STATED PROBLEM: Reproduce the material below verbatim, everything from its first line down to and including the line that contains "(264, 250), (287, 293)".
--- start GIVEN DATA ---
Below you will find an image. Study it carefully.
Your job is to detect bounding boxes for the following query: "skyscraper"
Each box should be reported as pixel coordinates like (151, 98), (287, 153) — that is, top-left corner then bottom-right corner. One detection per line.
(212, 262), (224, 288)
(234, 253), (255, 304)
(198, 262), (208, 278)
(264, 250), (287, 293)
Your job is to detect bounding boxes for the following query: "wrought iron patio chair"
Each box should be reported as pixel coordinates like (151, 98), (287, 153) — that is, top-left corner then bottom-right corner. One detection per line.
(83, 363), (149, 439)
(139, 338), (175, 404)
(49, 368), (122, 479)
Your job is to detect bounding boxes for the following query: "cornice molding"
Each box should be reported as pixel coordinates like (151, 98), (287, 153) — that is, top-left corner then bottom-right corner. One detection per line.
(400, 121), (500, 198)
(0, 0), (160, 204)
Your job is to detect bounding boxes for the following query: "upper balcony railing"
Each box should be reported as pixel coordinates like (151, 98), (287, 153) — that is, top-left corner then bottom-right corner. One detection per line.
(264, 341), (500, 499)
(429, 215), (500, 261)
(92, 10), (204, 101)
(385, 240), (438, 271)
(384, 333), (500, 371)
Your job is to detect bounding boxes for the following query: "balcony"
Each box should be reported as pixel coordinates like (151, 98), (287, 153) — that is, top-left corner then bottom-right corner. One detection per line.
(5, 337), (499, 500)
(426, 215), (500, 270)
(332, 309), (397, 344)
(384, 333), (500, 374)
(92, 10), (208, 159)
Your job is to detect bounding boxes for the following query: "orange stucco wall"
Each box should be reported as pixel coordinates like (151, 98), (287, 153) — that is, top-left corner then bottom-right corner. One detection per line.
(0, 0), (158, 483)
--- end GIVEN DATA ---
EXPECTED ANSWER:
Below you will find an image. Study it carefully.
Your job is to detect bounding boxes for the following query: "skyscraper"
Each box should be reported as pixel coordinates like (151, 98), (287, 153) — that is, top-left corner then bottom-right corner. One detection per line.
(212, 262), (224, 288)
(234, 253), (255, 304)
(198, 262), (208, 278)
(264, 250), (287, 293)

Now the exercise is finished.